→ Text:

····················

= Christians in the military =

Christians have been present in the military since after the death of Jesus, Marinus of Caesarea, Julius the Veteran, and other military saints were Christians who were soldiers.

Other Christians, such as Maximilian of Tebessa, were conscientious objectors, believing that the Bible supported Christian pacifism.

==Early Christianity==

In the first centuries after the time of Jesus, some soldiers decided to follow Christianity, but few Christians decided to join the military voluntarily. In the second century, Celsus accused Christians of shirking their civic duty by refusing to serve in the army; Origen, a Christian scholar, agreed with this accusation, but suggested that Christians serve their communities in different ways. The main reason for this was that Christianity was seen as a religion of love and peace; therefore war and killing was seen as being in opposition to a Christian life. However, other aspects of army life, such as arresting Christians and taking part in mandatory pagan practices and sacrifices, would also have been at odds with Christianity. Origen believed in the idea of a "just war", but also believed that Christians could not be part of military warfare.

In the third century Tertullian asked if it was possible for a Christian to "ask a watchword from the emperor who has already received one from God", as well as noting that Jesus had taught that "he who lives by the sword shall die by the sword"; however he did believe that Christians should be loyal citizens and pray for their emperor.

In 212, the Constitutio Antoniniana was issued by the Roman emperor Caracalla. This stated that all free men in the empire were to be given full Roman citizenship. This, combined with the later conversion of Constantine, brought a halt to religious persecution of Christians and after some time, some Christians began to look at the military as a possible career. It has been suggested that this would later underpin the enforcement of uniform religious belief.

····················

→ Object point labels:
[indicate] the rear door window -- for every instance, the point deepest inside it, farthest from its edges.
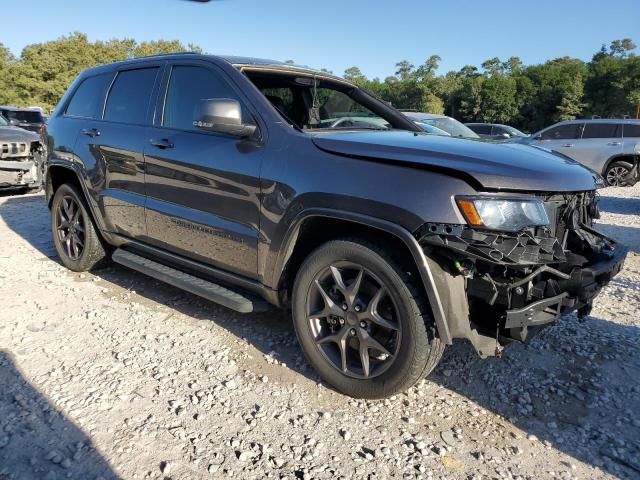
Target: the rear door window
(562, 132)
(88, 99)
(601, 130)
(632, 130)
(130, 96)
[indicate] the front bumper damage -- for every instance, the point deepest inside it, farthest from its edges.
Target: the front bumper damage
(516, 283)
(20, 165)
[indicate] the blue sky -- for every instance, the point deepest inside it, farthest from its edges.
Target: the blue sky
(337, 34)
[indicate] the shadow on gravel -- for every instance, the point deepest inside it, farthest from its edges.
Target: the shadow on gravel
(28, 216)
(620, 205)
(628, 236)
(582, 396)
(36, 440)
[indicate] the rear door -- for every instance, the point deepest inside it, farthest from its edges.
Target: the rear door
(112, 147)
(202, 187)
(600, 141)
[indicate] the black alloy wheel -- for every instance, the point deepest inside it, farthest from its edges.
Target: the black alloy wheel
(70, 227)
(353, 320)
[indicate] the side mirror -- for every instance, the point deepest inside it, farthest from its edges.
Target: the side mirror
(222, 115)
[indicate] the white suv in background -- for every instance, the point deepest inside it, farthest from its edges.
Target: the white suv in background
(607, 146)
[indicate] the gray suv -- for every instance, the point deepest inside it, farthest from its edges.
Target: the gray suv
(607, 146)
(249, 181)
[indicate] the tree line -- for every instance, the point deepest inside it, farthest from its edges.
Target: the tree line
(528, 97)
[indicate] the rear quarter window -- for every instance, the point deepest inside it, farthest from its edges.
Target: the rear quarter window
(88, 99)
(632, 130)
(601, 130)
(562, 132)
(130, 95)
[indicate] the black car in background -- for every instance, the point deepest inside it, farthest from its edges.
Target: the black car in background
(31, 119)
(237, 179)
(495, 131)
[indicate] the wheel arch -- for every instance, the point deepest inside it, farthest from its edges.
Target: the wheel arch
(315, 226)
(622, 157)
(61, 172)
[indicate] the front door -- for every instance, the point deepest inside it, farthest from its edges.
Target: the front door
(112, 150)
(202, 188)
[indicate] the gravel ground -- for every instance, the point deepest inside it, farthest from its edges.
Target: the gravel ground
(114, 375)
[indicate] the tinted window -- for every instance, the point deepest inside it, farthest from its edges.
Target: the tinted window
(600, 130)
(25, 116)
(632, 130)
(88, 99)
(481, 129)
(130, 96)
(562, 132)
(187, 88)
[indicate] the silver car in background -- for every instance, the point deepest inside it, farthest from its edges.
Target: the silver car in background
(607, 146)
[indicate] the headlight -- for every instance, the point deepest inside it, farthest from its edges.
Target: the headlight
(510, 215)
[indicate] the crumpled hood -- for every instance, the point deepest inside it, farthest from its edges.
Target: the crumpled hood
(12, 134)
(495, 166)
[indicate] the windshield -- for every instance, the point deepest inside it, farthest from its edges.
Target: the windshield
(514, 132)
(451, 126)
(321, 104)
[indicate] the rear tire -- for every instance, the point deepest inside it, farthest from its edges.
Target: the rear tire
(616, 172)
(339, 312)
(75, 237)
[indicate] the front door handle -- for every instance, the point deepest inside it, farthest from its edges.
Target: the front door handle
(162, 143)
(91, 132)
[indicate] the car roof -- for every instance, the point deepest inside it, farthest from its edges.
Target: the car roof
(235, 61)
(19, 109)
(422, 115)
(599, 120)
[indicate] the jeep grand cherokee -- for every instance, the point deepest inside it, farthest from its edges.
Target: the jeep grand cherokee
(248, 181)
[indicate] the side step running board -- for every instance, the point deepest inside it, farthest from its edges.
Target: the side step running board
(190, 283)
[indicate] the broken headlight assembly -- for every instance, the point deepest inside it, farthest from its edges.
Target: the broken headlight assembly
(503, 214)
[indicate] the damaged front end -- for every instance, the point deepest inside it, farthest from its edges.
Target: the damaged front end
(21, 164)
(517, 281)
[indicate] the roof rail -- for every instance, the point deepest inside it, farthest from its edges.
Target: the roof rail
(166, 54)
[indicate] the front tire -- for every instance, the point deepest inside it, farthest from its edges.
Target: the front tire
(74, 235)
(616, 172)
(362, 322)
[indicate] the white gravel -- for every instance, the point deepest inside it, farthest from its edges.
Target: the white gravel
(114, 375)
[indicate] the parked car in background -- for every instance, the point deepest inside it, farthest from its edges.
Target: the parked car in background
(495, 131)
(606, 146)
(21, 158)
(450, 125)
(232, 179)
(31, 119)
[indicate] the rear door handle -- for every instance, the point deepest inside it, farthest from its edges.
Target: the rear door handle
(162, 143)
(91, 132)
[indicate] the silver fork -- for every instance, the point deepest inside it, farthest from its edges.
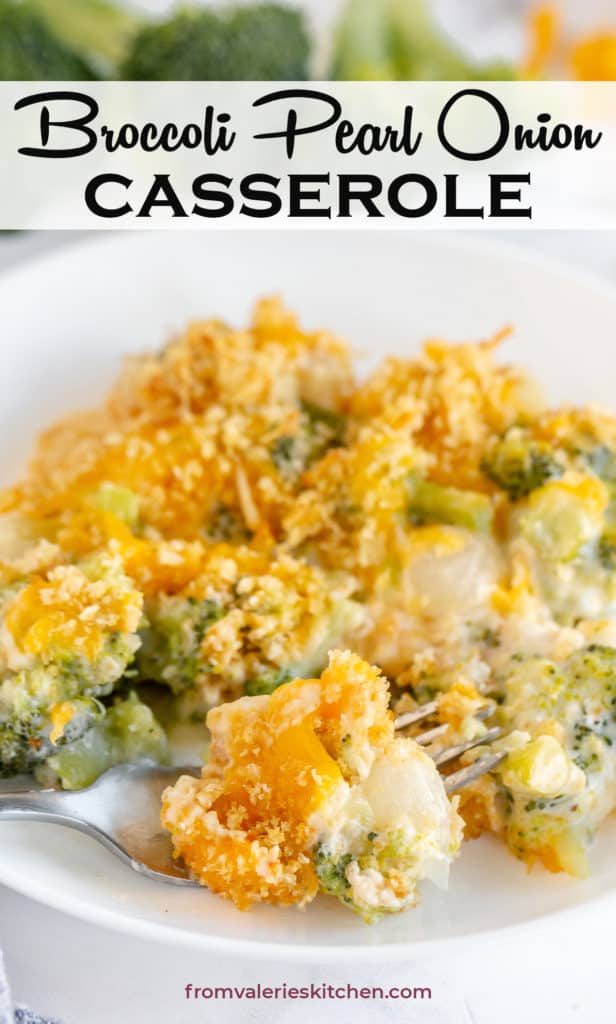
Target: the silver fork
(122, 810)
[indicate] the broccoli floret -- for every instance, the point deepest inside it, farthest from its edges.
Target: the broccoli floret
(267, 682)
(261, 42)
(520, 466)
(127, 732)
(31, 49)
(98, 30)
(332, 872)
(434, 503)
(558, 783)
(320, 429)
(398, 40)
(172, 640)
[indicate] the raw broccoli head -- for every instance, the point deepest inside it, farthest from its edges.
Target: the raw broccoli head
(30, 49)
(257, 43)
(520, 466)
(398, 40)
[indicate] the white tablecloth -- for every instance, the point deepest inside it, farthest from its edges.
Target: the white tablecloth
(562, 970)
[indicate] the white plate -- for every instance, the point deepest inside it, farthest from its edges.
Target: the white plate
(67, 320)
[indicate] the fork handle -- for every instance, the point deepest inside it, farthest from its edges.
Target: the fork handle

····················

→ Problems and tasks:
1. Using the text about Christians in the military, decide whether each statement below agrees with it, and answer yes or no with the deciding words quoted: (a) Origen agreed with the accusation made by Celsus. (b) Tertullian held that Christians should not pray for their emperor. (c) The Constitutio Antoniniana was issued by Constantine.
2. Write the next part of the text about Christians in the military, picking up after its final sentence.

→ Outputs:
1.
(a) Yes: "Origen, a Christian scholar, agreed with this accusation"
(b) No: "he did believe that Christians should be loyal citizens and pray for their emperor"
(c) No: "the Constitutio Antoniniana was issued by the Roman emperor Caracalla"

2.
Under the Emperor Diocletian, attempts were made to purge Christians from the army in 299. However, the Roman army continued to include many Christians, and the presence of large numbers of Christians in his army may have been a factor in the conversion of Constantine I to Christianity.

==Christianity and the "Just War"==
After Constantine's conversion to Christianity, theologians began to look at war and the military in detail. In the fifth century, Saint Augustine took Romans 13:4 as a basis for each Christian to decide for themselves if they wished to join an army. He also noted that "No war is undertaken by a good state except on behalf of good faith or for safety"

The Orthodox Church took the view that it was better to change the soul of the enemy rather than to kill them; however, they also saw an obligation to defend against a threat, and as such saw war as a lesser, necessary evil.

In the 13th century, Thomas Aquinas set out the criteria for a just war in the Summa Theologica. His ideas, based on Christian mercy, influenced rulers and military for several centuries.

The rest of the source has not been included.